How will the nature of the search task influence the degree of multilinguality they achieve when
searching? Will there be an inertial effect from the dominant search mode (exact match, all words
conjunctively, no expansion/translation) used by all major search engines? Do they perceive the
system as useful for their own search needs?
    Rather than focusing on the outcome of the search process, we have therefore focused on the
search behavior of users. We have designed a multilingual search interface (a front-end for the
Flickr database) where users can search in three modes: no translation, automatic translation in
the languages selected by the user, and assisted translation, where users can change the translations
initially picked up by the system. Our users have conducted the three search tasks prescribed by
the iCLEF design [1], and we have studied (through observations and log analysis) their search
behavior and their usage of cross-language search facilities. Finally, we have also contrasted this
information with the subjective opinions of the users, stated in a post-experiment questionnaire.


2      Experiment Design
Our experiment follows iCLEF guidelines [1]. In summary:

Test collection The collection to be searched is all public photos in Flickr uploaded before 21
     June 2006. This date is fixed so that everyone is searching exactly the same collection. This
     is a collection of more than 30 million photographs annotated with title, description and
     tags. Tags are keywords freely chosen by users; community usage of tags creates a so-called
     “folksonomy”.

- _TASK SET_:
**a)** In the text on the multilingual Flickr search experiment, what is the upload cutoff date for the photos in the test collection?
**b)** Extend the text on the multilingual Flickr search experiment, beginning right after its final sentence.

- _SUPPLIED MATERIAL_:
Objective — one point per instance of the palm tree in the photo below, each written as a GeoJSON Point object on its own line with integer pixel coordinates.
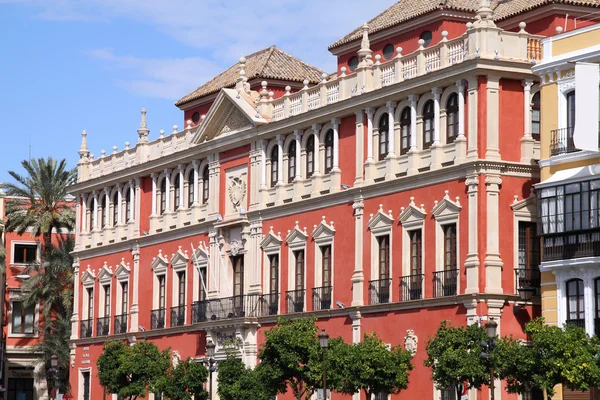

- _ANSWERS GIVEN_:
**a)** 21 June 2006

**b)**
Access to the collection The collection can be accessed via Flickr’s search API,6 which allows
    only two search modes: search tags (either all tags in the query or any tag in the query) and
    full search (search all query terms in title, description and tags). No exact statistics on the
    collection (images, size, vocabulary, term frequencies) were available for the experiment.

Search tasks iCLEF guidelines prescribed at least three tasks to be performed by users, which
     could employ a maximum of twenty minutes per task:

          • Ad-hoc task: Find as many European parliament buildings as possible, pictures from
            the assembly hall as well as from the outside.
          • Creative task: Find five illustrations to the article “The story of saffron”, a one-page
            text about cultivation of saffron in Abruzzo, Italy.7
          • Visually oriented task: What is the name of the beach where this crab is resting?, along
            with a picture of a crab lying in the sand.8
    5 See http://www.flickr.com.
    6 For further details about the Flickr’s API and its documentation see http://www.flickr.com/services/api/.
    7 The English version of the text is available at http://nlp.uned.es/iCLEF/saffron.txt.
    8 The picture is available at http://nlp.uned.es/iCLEF/topic3.jpg.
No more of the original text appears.